Nothing but the line with "of the cathedral" and the lines after it should appear, each retyped exactly as in the listing.
BEGIN
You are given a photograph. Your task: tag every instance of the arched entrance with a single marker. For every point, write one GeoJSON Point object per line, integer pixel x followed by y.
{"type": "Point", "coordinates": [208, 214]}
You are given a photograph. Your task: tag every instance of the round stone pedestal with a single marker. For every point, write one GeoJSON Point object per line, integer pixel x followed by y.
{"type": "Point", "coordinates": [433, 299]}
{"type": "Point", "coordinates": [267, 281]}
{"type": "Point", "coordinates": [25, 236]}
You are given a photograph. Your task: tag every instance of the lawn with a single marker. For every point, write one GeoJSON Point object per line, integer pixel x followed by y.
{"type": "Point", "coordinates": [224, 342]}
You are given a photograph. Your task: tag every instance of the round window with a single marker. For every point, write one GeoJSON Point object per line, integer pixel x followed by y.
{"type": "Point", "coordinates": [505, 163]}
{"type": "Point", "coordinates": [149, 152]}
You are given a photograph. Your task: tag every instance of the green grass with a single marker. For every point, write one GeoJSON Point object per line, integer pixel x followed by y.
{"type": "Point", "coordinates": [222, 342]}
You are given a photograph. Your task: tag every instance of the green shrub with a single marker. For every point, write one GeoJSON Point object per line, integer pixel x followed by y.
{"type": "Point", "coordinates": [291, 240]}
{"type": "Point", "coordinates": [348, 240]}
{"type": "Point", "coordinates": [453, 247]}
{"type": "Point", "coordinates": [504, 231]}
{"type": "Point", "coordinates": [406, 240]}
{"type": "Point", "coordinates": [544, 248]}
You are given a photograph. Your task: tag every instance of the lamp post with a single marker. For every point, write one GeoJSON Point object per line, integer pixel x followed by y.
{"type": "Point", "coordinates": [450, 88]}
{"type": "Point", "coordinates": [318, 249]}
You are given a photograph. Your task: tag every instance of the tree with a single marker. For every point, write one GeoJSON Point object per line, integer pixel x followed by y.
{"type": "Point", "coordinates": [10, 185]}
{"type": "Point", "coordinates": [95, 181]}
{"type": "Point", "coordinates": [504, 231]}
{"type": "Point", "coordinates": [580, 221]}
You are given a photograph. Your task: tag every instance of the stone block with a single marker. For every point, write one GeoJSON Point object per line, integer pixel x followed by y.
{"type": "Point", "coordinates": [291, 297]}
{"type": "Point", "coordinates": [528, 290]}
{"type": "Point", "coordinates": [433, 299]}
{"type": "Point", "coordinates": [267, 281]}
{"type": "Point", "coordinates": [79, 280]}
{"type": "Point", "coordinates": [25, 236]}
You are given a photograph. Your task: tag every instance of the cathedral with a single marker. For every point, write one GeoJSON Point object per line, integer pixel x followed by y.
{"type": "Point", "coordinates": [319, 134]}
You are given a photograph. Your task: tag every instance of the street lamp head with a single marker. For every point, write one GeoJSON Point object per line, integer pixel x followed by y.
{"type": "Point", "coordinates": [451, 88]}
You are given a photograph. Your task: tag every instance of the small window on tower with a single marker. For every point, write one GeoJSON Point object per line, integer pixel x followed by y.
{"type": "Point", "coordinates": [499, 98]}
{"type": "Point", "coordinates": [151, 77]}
END
* **Completed exercise**
You are given a photograph. Your task: tag every instance of the cathedral with a single marker. For every point, write one GeoJSON Point object per line, integer pixel x followed by y.
{"type": "Point", "coordinates": [319, 134]}
You are given a photograph. Your task: tag every instance of the street lamp head with a single marker. For every point, write one GeoJSON Point object per line, integer pixel x followed by y.
{"type": "Point", "coordinates": [451, 88]}
You are given a photograph. Your task: tag every instance of the small window on tower with a single marker. For every point, write one GeoJSON Point object per line, integer pixel x followed by y.
{"type": "Point", "coordinates": [499, 98]}
{"type": "Point", "coordinates": [151, 77]}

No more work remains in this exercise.